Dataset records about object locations
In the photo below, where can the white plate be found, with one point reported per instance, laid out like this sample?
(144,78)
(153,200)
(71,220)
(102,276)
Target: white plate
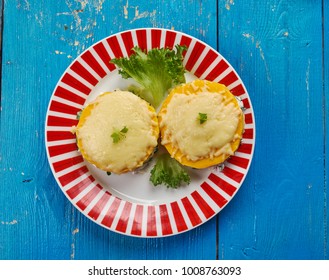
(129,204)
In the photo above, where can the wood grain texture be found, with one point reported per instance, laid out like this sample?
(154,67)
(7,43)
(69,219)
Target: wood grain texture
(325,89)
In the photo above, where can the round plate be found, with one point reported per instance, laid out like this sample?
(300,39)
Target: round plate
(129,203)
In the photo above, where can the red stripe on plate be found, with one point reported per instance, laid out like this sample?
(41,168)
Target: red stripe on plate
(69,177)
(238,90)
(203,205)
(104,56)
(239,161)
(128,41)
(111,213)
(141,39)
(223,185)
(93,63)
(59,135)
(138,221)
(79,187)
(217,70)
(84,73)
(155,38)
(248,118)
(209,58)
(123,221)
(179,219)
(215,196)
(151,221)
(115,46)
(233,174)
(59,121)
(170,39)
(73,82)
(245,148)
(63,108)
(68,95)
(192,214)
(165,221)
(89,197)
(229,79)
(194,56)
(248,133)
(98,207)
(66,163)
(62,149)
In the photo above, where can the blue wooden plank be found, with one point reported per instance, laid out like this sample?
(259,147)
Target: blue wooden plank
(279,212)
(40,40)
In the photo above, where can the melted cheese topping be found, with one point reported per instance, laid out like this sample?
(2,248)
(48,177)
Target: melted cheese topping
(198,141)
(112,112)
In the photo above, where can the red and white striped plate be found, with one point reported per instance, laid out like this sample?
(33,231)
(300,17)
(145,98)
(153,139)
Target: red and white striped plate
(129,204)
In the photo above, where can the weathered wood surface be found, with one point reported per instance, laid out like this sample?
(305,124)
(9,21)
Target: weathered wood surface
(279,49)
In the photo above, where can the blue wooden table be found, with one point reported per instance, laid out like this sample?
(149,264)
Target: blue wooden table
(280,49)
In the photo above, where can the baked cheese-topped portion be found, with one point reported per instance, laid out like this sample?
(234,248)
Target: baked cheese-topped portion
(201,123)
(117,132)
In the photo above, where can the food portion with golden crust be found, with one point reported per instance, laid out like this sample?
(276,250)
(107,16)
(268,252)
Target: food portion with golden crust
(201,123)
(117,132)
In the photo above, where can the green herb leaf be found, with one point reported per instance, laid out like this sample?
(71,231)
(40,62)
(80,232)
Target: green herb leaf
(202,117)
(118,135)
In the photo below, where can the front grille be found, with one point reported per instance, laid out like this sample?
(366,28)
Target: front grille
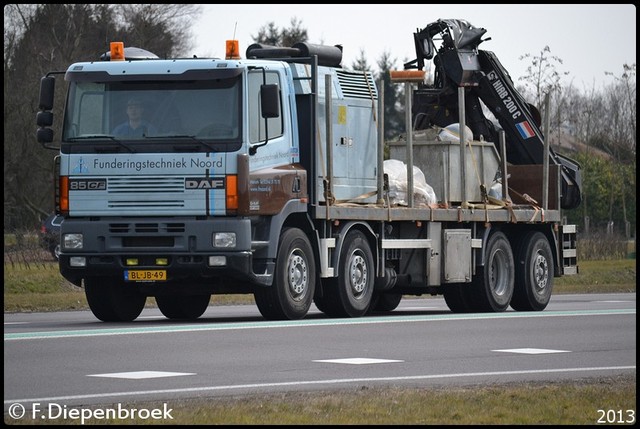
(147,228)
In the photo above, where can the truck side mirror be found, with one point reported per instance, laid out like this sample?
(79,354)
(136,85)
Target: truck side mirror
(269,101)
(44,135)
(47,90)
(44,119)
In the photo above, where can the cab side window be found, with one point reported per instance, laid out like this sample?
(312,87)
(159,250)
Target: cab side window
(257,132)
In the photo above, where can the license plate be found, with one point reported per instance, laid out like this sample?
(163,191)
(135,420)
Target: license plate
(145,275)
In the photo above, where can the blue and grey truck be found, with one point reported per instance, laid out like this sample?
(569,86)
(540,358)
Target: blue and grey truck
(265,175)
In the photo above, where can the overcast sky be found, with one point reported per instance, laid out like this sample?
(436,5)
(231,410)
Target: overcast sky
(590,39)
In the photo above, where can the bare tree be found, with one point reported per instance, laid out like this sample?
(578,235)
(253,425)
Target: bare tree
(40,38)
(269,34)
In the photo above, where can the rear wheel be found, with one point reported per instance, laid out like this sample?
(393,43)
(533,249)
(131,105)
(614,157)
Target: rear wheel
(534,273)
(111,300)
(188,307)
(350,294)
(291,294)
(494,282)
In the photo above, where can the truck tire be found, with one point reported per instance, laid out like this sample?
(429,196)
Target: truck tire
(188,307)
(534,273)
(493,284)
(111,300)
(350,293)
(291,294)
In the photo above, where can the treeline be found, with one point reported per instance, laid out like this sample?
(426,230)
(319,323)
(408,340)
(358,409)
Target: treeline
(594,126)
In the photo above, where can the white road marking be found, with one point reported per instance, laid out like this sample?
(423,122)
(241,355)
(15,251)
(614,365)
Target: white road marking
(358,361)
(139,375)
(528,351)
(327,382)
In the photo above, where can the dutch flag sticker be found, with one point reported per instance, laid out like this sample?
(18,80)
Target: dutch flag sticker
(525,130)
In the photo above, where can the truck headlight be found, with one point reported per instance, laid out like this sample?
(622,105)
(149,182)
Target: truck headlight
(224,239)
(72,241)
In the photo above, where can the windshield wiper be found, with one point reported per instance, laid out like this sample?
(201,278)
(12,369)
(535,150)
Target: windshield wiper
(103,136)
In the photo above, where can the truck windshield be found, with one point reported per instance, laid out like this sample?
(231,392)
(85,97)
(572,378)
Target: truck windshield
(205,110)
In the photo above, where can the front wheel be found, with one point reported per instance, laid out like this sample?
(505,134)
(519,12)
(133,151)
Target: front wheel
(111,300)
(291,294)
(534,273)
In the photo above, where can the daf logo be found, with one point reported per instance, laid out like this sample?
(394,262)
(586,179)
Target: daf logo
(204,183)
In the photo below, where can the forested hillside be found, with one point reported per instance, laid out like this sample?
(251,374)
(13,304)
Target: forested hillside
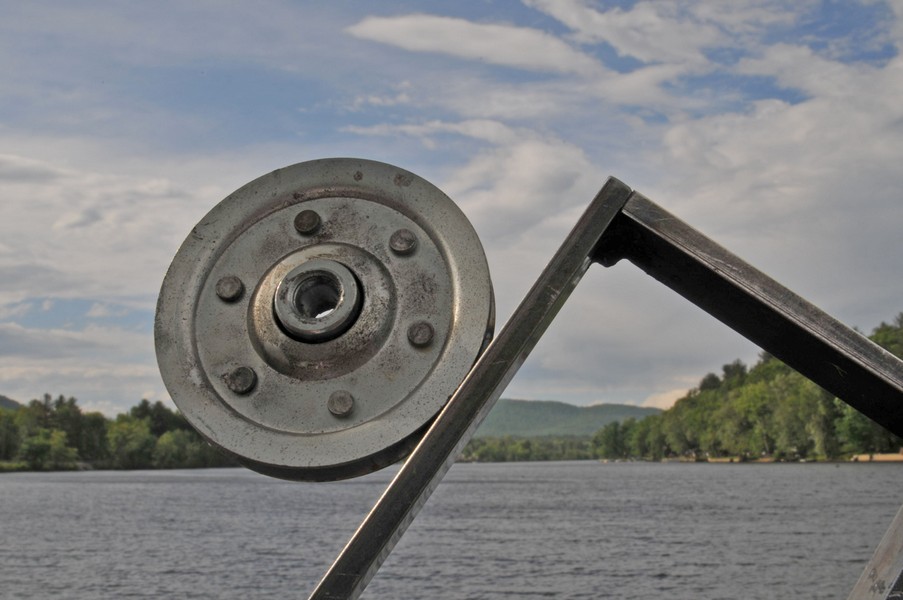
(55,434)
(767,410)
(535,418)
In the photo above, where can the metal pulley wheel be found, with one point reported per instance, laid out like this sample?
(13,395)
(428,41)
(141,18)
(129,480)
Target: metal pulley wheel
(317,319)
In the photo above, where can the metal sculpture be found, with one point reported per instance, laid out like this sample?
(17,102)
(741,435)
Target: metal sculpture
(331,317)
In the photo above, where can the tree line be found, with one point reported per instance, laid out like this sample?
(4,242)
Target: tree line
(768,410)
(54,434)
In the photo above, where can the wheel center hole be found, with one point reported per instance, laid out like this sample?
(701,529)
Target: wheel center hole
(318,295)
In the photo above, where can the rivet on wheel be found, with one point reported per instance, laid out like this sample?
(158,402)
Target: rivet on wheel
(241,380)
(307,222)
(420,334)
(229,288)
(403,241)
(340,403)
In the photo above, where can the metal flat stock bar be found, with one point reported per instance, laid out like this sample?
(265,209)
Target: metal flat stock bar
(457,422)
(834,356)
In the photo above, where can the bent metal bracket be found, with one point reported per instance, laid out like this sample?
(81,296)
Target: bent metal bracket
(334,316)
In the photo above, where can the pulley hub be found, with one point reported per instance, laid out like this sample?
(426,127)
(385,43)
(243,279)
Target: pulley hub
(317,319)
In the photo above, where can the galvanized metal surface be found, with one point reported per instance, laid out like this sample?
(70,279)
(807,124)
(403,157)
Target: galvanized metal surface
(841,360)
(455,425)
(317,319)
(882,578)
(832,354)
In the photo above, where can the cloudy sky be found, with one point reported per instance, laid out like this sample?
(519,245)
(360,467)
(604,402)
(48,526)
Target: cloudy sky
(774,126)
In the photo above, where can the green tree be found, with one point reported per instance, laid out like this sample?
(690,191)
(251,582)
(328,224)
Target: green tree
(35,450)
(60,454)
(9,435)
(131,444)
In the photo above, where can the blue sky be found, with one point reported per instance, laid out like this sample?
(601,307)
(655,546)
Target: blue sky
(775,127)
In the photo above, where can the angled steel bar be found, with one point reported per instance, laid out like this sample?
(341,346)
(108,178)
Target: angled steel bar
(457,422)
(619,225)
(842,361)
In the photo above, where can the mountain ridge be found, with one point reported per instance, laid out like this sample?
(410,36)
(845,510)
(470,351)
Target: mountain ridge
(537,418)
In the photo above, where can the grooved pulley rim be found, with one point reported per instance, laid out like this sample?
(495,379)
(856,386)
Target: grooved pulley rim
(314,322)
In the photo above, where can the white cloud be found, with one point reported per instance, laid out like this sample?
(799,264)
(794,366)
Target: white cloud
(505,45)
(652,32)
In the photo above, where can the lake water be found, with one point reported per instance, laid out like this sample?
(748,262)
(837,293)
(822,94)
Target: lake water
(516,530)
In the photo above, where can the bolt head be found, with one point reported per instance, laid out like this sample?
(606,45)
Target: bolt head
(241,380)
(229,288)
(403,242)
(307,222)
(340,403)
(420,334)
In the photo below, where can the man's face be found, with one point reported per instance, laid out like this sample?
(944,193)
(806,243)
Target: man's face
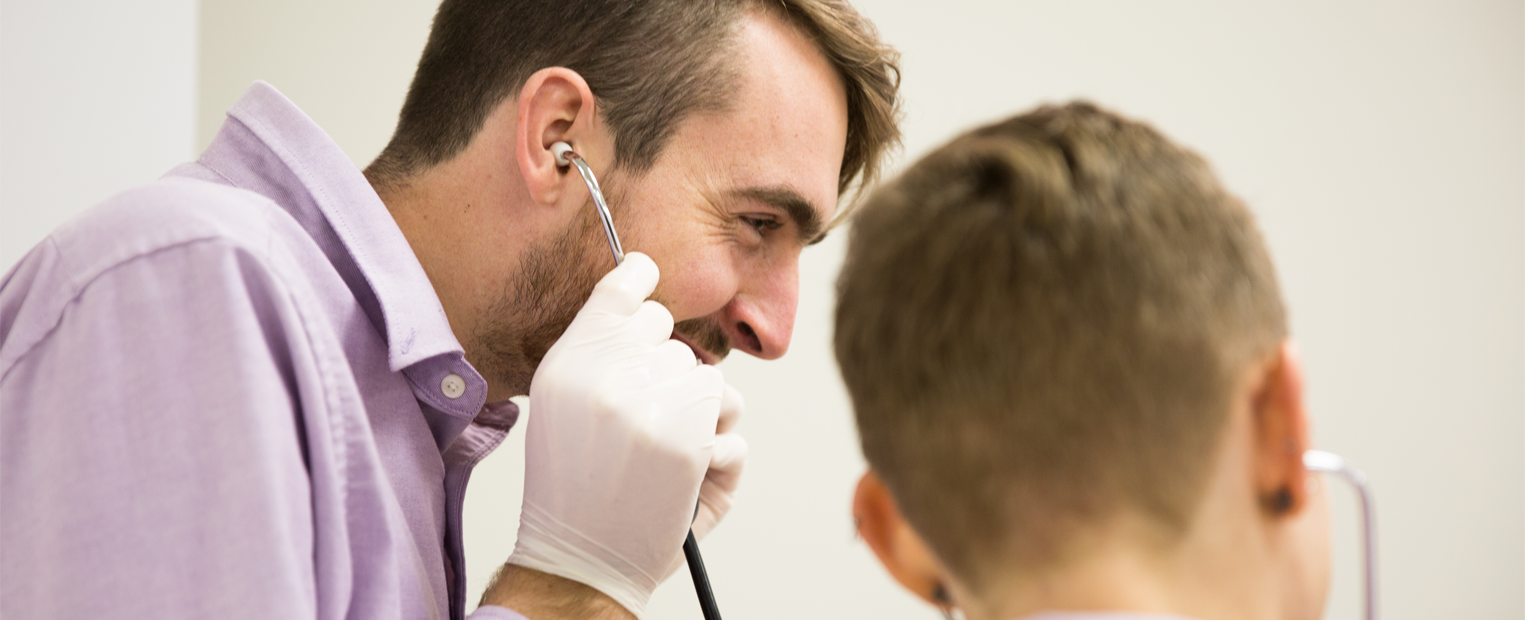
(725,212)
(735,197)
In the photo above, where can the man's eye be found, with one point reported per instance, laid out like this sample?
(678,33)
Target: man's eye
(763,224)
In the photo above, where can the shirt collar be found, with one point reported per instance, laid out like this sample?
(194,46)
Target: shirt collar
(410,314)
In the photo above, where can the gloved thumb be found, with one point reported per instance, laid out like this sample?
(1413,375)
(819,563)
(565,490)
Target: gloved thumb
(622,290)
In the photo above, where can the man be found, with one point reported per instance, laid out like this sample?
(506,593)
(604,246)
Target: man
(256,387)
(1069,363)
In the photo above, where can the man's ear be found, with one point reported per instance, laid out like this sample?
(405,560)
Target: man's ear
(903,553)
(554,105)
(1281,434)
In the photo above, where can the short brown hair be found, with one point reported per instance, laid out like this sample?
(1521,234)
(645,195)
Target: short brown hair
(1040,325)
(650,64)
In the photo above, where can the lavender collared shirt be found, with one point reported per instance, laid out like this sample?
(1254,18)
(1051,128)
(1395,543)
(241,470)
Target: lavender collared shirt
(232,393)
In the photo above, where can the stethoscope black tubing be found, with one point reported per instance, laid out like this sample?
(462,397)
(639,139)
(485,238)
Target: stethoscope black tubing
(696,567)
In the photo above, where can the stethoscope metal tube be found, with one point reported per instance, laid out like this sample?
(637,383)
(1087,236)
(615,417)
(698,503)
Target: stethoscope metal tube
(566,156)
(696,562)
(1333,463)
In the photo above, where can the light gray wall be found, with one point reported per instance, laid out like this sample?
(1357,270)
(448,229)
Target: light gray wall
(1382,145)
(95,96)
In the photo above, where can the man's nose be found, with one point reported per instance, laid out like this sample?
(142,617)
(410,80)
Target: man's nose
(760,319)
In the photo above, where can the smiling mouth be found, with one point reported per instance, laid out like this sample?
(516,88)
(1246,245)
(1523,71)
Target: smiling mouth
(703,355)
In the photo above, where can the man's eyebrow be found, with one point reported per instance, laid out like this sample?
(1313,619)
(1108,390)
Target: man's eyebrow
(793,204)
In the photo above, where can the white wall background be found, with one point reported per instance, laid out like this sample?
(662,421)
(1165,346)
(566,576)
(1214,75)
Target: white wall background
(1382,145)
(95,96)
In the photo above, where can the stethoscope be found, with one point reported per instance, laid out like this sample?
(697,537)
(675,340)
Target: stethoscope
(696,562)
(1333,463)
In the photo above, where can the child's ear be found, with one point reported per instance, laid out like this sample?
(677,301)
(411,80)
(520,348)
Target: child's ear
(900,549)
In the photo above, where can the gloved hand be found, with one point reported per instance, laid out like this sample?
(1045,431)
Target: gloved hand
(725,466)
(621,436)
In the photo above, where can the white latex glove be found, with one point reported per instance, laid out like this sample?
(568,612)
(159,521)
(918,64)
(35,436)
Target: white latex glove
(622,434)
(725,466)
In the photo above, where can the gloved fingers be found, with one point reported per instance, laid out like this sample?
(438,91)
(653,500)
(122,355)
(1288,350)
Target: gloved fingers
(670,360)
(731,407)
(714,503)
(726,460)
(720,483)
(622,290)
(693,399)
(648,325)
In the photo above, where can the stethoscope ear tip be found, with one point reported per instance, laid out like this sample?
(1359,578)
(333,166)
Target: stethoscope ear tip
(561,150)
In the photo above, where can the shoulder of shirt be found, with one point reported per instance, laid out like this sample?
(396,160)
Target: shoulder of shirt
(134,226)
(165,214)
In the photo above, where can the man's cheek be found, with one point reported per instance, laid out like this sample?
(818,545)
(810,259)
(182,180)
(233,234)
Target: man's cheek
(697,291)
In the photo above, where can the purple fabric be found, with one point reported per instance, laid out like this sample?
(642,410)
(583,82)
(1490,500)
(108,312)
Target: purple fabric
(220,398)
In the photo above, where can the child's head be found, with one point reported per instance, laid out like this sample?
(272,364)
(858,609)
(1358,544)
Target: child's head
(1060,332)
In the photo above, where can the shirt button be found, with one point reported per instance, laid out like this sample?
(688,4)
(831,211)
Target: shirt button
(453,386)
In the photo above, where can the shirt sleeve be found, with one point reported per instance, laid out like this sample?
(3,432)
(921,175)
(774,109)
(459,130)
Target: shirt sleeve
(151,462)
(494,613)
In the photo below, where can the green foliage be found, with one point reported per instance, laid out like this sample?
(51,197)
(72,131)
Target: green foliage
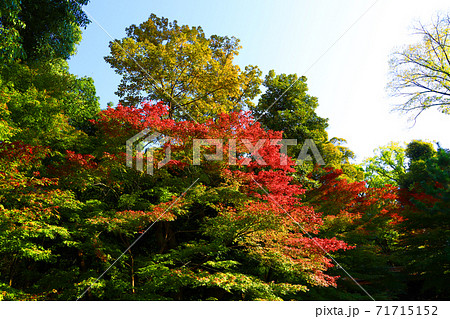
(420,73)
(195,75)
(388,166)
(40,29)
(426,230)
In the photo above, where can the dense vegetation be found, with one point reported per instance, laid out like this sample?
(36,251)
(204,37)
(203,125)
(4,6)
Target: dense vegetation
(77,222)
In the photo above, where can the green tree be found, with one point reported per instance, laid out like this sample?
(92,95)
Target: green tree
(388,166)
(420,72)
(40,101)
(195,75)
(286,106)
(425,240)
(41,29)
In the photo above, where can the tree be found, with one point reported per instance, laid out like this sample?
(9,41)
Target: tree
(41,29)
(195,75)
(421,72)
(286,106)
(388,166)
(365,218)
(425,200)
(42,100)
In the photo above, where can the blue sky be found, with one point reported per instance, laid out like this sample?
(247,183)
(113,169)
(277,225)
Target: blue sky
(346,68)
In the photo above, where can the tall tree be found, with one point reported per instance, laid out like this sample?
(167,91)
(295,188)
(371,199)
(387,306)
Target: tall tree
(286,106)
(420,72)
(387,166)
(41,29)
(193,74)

◆ Stated exercise:
Print once more, exactly, the lines from the one with "In the photo above, where can the child's head" through the last line of the data, both ends included, without any pictures.

◆ Final answer:
In the photo above, where can the child's head be found, with one point reported per instance, laid out like this sample?
(272,364)
(858,609)
(1358,544)
Target: child's head
(1060,332)
In the photo above, where can the shirt button be found, with one point reported per instance, laid out like this sample?
(688,4)
(831,211)
Target: shirt button
(453,386)
In the photo above, where can the shirt sleeve be found, with one point reported per instance, laid out like this sample?
(3,432)
(921,175)
(774,109)
(459,130)
Target: shirt sleeve
(151,462)
(494,613)
In the photo below, where can the green foliage be found, with one point reported per instance, laid out like this sample?
(51,197)
(72,131)
Target: green foliage
(420,73)
(195,75)
(388,166)
(40,29)
(426,230)
In the photo above, where can the dense vegetation be found, with one point reported per instance, laid out like this sample?
(36,251)
(204,37)
(203,125)
(4,6)
Target: dense vegetation
(77,222)
In the photo above, where can the green tree be found, with one point reported per instance, laid out like this sample?
(92,95)
Target: green tree
(388,166)
(420,72)
(40,101)
(195,75)
(286,106)
(425,240)
(41,29)
In the photo above, where can the tree be found, with one point reported per instance, laid out like this sample?
(9,41)
Target: tree
(41,29)
(195,75)
(421,72)
(286,106)
(388,166)
(365,218)
(425,200)
(42,100)
In the photo above, where can the blue sky be found, with one point reported per instance, laid out like this sample?
(247,183)
(113,169)
(277,225)
Target: blue sky
(346,68)
In the photo above, where can the tall tree be found, with one point reported per instance, laid out like this sample?
(167,91)
(295,188)
(371,199)
(387,306)
Target: tall tree
(286,106)
(420,72)
(387,166)
(41,29)
(193,74)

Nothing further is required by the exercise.